┌─ Trecho apresentado

Dessa forma, observam a porcentagem de candidaturas femininas estipuladas pela cota, sem de fato investir em mulheres. Os recursos são então desviados para investir nos candidatos que o partido acredita que atrairão mais votos – ou seja, homens. Ressalta-se que pelo menos 30% dos recursos do Fundo Partidário deveriam ser destinados ao financiamento e ao tempo de propaganda eleitoral para mulheres, no entanto, com as candidaturas laranjas, aquele percentual também é desviado. 

4 – Falta de lideranças femininas nos partidos

A falta de lideranças femininas nos partidos também contribui para a ineficácia da lei. Apesar de representarem um grande número de partidários, as mulheres ainda não ocupam muitas posições de liderança. 

Isso acaba sendo prejudicial às candidaturas femininas, pois são as elites partidárias as responsáveis pela tomada de decisão. Dessa forma, tanto a distribuição de recursos, como o apoio às candidaturas serão decididas pelas lideranças que, nessas circunstâncias, tendem a apoiar os homens, os quais possuem mais chances de serem eleitos e, muitas vezes, são amigos dos líderes políticos, familiares ou até mesmo de pessoas que “compram” esse apoio (clientelismo).

└─
┌─ Dados registrados

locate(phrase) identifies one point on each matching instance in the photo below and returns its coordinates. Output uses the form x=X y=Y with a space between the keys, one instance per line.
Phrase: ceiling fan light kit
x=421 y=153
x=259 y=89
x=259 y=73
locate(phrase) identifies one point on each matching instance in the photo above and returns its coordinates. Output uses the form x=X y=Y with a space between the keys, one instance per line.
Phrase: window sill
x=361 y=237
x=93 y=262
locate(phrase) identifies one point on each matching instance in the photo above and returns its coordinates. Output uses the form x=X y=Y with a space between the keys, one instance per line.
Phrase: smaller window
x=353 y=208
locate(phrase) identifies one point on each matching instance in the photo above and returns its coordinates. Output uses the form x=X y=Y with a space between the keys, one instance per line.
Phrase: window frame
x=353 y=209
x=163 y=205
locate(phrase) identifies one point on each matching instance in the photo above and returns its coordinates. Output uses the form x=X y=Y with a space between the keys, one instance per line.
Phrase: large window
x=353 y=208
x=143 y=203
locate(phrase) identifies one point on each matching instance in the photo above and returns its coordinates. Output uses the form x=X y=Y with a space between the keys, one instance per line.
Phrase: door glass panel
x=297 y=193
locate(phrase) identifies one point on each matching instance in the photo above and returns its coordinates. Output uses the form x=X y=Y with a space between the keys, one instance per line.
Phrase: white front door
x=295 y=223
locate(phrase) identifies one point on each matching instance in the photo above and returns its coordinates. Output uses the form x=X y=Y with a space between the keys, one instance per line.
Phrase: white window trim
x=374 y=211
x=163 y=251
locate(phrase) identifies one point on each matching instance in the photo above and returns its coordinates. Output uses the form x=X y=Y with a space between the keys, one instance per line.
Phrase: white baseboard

└─

_O que se pede_
Por favor, responda: segundo o texto sobre candidaturas femininas, que parcela mínima dos recursos do Fundo Partidário deveria ir para financiamento e tempo de propaganda eleitoral de mulheres?

_Exercício resolvido_
Pelo menos 30% dos recursos do Fundo Partidário.